* [Problem details]:
Copy exactly the line that contains "Please put a dot on every instance of the man in" plus all remaining lines of the data, and leave out every line before it.

* [Natural language region descriptions]:
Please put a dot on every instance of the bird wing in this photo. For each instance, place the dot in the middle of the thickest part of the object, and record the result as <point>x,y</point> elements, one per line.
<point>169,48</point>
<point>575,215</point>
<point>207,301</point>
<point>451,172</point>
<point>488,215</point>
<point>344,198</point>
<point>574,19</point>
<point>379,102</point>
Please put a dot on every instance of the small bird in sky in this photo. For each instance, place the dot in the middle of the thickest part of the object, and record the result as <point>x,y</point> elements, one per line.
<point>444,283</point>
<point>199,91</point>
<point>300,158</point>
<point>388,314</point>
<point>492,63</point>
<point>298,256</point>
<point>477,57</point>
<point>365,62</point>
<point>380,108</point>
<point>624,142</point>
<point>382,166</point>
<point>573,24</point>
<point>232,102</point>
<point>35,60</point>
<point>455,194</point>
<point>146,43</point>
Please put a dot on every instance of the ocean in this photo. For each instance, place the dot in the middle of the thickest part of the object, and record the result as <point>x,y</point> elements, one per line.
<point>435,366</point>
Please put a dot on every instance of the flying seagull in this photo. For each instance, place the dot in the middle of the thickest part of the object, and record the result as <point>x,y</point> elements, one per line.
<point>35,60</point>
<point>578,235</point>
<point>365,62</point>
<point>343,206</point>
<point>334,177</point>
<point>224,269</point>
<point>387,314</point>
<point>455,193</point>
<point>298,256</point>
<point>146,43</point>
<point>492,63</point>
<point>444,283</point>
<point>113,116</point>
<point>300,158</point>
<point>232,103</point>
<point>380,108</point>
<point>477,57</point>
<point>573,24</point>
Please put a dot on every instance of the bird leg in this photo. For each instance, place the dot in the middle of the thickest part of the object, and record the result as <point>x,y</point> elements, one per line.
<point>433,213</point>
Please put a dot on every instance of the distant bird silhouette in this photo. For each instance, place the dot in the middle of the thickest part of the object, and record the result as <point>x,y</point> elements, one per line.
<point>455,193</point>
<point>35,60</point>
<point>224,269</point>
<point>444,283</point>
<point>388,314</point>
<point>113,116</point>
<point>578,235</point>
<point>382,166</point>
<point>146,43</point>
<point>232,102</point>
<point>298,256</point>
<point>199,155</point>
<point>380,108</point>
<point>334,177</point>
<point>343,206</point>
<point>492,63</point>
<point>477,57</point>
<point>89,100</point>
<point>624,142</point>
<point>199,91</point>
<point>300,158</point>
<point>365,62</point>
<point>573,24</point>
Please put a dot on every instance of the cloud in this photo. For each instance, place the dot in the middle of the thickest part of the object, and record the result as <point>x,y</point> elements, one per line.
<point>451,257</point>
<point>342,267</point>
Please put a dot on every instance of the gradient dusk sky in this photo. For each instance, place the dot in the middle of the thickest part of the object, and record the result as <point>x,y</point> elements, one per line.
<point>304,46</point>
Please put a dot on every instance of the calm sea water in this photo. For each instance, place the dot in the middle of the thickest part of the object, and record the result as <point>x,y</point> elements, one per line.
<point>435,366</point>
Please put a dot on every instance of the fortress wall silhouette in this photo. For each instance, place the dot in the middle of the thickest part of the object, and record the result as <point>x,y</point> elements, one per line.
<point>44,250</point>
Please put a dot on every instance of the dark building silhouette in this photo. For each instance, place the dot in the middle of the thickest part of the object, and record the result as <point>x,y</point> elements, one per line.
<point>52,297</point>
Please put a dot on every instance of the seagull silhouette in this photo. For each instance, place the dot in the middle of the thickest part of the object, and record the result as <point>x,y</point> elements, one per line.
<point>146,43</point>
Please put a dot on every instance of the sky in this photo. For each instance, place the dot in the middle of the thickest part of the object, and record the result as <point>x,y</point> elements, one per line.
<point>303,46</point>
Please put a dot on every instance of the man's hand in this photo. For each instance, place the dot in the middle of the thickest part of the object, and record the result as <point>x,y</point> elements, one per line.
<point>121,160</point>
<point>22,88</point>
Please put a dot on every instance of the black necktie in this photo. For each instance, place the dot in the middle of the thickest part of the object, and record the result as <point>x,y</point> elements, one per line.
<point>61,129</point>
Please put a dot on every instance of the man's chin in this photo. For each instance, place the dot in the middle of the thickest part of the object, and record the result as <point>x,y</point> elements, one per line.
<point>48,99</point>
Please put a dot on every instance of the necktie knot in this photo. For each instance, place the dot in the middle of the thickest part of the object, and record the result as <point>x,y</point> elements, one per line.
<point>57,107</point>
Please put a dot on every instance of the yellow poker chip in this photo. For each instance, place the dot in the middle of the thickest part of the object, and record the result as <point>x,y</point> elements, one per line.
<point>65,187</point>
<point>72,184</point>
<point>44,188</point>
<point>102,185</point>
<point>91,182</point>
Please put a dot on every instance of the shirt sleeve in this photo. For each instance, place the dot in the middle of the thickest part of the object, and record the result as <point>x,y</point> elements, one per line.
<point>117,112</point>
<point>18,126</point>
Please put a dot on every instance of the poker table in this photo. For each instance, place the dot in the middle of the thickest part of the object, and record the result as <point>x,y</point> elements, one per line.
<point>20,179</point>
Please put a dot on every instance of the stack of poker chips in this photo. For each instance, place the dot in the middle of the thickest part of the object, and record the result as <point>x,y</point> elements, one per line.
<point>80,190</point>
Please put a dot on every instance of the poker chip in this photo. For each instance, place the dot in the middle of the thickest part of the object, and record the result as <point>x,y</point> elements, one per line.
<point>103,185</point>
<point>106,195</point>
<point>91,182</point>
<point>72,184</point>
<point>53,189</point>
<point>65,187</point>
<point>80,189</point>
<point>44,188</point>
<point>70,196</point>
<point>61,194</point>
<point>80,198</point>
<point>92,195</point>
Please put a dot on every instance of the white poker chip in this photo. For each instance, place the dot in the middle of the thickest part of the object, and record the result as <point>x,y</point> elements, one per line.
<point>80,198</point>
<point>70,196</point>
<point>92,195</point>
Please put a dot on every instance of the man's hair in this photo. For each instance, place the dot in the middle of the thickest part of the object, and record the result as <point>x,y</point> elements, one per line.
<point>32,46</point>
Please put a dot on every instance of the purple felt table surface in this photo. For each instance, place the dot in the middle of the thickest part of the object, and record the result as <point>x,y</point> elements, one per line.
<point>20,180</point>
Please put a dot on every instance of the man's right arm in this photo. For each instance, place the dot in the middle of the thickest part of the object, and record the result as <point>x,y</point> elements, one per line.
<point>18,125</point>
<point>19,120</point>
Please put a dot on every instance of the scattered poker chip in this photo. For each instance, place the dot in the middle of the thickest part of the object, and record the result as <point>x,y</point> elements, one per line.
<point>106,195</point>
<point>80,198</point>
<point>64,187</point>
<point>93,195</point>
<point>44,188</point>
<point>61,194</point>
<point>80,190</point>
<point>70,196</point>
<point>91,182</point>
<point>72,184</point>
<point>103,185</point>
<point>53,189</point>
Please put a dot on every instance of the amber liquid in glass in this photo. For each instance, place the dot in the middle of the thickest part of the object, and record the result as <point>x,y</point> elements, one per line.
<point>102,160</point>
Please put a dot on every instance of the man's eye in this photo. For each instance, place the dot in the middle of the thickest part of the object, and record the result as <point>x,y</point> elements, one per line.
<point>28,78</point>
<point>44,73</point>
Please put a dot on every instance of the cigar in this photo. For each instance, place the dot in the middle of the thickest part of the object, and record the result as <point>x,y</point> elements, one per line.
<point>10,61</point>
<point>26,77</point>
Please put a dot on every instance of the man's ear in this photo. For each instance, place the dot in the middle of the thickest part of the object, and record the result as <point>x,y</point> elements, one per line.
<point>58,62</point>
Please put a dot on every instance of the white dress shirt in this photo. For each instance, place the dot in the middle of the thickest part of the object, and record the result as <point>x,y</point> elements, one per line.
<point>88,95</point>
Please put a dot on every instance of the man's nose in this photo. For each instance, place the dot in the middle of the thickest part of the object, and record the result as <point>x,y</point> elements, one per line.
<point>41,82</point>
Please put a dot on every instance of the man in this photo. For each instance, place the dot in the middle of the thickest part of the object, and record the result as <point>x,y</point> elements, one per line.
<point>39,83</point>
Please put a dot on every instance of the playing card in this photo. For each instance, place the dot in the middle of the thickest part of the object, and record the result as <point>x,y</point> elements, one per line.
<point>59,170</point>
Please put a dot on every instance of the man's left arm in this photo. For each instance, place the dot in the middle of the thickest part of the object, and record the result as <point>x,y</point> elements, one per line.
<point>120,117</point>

* [Task response]:
Please put a dot on every instance of the man in this photo. For each instance, place the dot in the middle of the thickest part of the object, and record the result as <point>x,y</point> elements, one per line.
<point>39,83</point>
Please put a dot on every instance of the playing card in this photo. For each instance, place the dot in the middle of the thickest part of the object, and record the result as <point>x,y</point> elements, one per line.
<point>59,170</point>
Please put a dot on every instance of the man's left arm in this photo. For each instance, place the dot in the middle of the thickest part of the object, and record the result as <point>x,y</point> elements, one per line.
<point>120,117</point>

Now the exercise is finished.